Task requirements.
Everything from the line holding "of the painting" through the last line below must be repeated exactly, and nothing else.

*** Extracted material ***

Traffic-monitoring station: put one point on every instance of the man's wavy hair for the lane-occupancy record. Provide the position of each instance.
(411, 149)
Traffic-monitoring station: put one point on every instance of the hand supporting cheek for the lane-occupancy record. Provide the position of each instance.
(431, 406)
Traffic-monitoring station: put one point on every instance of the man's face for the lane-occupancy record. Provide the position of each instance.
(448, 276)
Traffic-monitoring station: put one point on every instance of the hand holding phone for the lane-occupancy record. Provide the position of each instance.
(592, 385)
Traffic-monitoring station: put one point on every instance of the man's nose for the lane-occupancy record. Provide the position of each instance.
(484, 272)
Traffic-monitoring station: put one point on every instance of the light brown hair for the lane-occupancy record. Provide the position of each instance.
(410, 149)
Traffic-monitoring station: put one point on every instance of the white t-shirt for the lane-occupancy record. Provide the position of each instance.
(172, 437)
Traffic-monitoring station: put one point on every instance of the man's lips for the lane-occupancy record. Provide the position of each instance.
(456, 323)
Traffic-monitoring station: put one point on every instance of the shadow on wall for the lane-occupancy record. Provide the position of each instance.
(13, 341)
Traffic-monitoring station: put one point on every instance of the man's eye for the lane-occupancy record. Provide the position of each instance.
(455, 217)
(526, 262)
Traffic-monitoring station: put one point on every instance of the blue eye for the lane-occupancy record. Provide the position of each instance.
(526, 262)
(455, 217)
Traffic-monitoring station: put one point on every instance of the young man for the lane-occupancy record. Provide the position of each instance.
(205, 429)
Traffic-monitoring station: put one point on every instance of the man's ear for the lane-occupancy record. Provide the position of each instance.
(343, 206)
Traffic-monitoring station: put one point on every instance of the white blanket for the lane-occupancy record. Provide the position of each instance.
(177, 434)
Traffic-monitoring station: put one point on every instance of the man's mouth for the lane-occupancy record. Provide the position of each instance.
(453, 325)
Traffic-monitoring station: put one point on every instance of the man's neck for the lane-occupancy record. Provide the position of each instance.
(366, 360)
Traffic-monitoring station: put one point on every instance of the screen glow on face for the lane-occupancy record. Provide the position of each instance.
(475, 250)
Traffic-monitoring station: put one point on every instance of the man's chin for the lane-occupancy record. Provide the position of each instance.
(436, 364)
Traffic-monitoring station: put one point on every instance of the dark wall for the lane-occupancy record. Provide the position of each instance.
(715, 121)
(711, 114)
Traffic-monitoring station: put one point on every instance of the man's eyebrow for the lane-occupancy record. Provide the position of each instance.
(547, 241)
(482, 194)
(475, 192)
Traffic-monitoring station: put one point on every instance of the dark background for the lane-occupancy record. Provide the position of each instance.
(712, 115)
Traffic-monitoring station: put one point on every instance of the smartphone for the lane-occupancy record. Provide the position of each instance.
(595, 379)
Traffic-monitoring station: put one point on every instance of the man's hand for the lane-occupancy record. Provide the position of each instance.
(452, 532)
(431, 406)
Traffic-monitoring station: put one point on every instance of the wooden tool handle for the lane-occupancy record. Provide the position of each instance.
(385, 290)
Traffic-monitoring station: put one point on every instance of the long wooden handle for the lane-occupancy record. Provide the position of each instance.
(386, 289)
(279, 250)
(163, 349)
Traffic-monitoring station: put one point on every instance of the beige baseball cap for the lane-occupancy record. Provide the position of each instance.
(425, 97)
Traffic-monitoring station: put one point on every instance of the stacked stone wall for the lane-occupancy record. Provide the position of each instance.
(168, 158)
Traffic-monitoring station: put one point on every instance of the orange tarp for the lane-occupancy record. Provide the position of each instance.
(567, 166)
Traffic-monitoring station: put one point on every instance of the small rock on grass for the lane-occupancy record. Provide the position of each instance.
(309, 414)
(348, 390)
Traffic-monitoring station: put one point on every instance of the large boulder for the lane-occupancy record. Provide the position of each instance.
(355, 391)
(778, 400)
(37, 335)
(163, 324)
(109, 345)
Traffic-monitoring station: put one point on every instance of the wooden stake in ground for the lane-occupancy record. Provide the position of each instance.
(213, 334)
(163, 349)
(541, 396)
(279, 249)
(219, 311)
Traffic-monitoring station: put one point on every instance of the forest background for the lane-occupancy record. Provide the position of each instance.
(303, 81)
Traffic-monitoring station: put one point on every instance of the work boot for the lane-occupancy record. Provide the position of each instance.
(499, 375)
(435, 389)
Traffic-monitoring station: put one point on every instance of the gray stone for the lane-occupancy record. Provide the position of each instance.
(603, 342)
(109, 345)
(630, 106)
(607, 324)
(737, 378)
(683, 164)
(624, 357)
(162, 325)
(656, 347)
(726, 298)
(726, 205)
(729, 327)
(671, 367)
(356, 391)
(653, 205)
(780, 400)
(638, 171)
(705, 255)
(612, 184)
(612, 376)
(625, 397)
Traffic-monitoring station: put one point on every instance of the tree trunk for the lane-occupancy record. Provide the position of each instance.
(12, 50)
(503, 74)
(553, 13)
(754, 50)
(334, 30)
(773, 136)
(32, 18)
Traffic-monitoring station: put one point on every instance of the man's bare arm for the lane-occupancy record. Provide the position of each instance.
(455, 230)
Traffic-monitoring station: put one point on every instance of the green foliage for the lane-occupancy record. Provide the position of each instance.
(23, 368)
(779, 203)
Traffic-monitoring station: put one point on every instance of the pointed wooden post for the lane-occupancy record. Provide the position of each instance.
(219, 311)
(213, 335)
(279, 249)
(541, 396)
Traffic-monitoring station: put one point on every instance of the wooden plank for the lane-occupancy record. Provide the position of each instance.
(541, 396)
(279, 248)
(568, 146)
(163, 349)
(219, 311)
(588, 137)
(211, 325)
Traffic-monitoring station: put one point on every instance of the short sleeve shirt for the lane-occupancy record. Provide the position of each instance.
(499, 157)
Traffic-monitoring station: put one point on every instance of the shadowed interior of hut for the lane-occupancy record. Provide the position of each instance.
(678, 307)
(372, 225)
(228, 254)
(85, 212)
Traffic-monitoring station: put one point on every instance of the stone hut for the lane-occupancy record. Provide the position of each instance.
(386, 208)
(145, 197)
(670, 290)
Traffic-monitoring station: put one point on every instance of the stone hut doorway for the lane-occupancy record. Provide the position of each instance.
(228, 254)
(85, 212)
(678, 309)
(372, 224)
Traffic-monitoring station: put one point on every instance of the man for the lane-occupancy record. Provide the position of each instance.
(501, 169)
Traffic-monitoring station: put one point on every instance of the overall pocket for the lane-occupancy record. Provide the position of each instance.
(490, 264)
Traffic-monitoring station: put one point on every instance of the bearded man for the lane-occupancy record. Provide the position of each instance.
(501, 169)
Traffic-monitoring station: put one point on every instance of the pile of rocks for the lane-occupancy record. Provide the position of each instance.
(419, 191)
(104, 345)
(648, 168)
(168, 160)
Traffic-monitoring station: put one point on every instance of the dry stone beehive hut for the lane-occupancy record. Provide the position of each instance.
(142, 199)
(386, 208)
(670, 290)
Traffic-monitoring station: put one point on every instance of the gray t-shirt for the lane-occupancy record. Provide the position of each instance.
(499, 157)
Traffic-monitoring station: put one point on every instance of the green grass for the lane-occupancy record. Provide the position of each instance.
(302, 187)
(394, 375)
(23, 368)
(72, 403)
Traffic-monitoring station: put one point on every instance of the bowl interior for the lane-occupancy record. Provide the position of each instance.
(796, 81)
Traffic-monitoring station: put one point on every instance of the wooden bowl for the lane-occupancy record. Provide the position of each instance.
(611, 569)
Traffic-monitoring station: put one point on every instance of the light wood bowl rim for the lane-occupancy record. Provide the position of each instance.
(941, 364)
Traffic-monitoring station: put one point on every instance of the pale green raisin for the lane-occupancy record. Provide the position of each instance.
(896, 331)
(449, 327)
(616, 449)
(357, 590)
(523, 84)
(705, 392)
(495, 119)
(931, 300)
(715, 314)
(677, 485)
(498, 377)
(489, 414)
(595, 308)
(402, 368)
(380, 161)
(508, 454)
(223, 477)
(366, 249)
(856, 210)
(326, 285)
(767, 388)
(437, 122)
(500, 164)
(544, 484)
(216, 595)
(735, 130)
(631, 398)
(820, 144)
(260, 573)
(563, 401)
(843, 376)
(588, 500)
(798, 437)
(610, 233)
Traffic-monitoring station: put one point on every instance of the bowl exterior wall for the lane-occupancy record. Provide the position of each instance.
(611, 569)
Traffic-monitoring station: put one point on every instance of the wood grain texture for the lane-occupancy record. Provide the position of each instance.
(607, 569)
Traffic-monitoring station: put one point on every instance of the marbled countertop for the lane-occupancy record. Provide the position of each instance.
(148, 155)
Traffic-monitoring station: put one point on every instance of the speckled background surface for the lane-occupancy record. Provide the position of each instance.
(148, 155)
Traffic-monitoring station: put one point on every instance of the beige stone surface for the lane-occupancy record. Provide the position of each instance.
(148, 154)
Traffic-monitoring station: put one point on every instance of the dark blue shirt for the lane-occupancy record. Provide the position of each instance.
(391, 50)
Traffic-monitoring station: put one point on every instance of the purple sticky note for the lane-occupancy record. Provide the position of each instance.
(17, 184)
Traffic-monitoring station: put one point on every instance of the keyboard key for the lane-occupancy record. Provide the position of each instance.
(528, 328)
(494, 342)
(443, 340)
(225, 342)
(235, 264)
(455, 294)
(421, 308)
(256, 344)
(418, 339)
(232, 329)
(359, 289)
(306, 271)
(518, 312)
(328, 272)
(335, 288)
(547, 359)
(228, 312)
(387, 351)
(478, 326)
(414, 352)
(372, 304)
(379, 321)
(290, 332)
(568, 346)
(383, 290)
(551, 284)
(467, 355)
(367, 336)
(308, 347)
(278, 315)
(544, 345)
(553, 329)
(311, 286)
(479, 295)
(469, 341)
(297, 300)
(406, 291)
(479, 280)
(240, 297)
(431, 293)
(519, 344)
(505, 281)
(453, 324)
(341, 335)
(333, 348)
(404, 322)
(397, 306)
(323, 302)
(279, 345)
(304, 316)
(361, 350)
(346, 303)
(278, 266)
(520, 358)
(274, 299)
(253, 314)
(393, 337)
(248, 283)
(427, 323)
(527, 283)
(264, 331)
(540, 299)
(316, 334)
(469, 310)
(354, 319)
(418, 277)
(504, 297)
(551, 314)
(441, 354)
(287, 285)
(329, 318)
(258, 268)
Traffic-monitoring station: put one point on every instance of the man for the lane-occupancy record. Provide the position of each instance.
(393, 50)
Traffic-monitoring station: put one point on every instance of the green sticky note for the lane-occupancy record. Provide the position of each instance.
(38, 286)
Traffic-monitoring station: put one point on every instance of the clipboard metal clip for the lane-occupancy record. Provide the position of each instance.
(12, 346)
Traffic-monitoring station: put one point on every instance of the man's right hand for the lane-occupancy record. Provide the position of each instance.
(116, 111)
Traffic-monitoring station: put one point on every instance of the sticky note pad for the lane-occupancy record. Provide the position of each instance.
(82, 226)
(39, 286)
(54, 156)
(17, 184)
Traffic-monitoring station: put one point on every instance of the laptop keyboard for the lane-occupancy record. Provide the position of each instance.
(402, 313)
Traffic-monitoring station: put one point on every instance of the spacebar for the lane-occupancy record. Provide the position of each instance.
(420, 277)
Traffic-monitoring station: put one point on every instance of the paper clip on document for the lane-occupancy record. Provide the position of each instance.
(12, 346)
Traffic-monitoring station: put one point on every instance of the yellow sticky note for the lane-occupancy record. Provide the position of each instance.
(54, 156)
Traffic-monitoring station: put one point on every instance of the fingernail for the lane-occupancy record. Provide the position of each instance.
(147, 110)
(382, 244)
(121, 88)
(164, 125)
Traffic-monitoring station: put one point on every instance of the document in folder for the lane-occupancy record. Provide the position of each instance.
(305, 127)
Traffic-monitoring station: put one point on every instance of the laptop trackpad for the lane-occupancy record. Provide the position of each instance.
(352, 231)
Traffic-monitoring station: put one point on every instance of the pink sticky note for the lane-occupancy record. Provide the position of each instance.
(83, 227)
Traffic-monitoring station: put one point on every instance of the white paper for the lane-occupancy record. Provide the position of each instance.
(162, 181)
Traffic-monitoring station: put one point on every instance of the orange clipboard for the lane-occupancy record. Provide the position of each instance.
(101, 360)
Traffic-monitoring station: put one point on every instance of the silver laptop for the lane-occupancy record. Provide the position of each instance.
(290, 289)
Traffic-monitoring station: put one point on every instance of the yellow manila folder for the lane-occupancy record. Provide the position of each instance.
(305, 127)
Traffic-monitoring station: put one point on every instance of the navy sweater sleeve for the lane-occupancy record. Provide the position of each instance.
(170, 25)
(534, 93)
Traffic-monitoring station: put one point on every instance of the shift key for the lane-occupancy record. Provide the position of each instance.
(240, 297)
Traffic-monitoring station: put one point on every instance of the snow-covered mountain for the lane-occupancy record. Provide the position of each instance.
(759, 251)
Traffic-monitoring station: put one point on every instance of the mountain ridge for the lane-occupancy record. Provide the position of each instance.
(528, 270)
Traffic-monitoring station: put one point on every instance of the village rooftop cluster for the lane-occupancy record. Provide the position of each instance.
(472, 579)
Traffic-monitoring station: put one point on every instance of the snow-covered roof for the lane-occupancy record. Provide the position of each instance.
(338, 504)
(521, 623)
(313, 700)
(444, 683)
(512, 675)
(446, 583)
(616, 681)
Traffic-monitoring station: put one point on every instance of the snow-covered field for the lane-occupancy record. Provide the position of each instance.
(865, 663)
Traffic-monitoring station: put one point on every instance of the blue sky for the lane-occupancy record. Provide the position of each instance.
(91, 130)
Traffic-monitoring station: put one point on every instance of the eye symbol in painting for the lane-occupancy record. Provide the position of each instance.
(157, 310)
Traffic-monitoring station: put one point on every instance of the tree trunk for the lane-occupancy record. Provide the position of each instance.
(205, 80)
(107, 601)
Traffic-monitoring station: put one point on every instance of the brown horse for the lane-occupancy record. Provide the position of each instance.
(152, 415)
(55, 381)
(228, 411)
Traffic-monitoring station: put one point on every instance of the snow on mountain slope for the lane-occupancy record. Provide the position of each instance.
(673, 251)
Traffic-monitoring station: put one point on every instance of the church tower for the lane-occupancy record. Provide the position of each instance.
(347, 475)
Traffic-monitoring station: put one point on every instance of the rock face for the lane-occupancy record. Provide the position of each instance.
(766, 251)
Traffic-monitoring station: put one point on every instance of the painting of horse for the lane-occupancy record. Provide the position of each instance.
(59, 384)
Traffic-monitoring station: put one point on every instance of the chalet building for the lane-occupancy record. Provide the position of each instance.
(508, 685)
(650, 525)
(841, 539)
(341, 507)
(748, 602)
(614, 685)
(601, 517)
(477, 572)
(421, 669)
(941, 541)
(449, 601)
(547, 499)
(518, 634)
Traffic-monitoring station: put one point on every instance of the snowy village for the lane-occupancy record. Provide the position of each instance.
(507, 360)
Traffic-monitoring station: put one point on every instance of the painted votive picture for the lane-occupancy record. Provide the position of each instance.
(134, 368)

***

Worked solution.
Traffic-monitoring station: put one point on every instance of the painting of horse for the lane-occupancy record. Provide the position of each instance.
(59, 384)
Traffic-monitoring station: put one point on every instance of the chalet building for the lane-occupancy record. Provide the position of each instance.
(508, 685)
(650, 525)
(841, 539)
(341, 507)
(748, 602)
(614, 685)
(601, 517)
(477, 572)
(421, 669)
(941, 541)
(449, 601)
(547, 499)
(518, 634)
Traffic-monitoring station: put one point on every instance of the snowy village for the lane-occupancy record. Provide the position of each instance.
(507, 360)
Traffic-monitoring station: put one point on every instance of the painted votive picture for the lane-occupancy record. Provide the position of each instance.
(134, 368)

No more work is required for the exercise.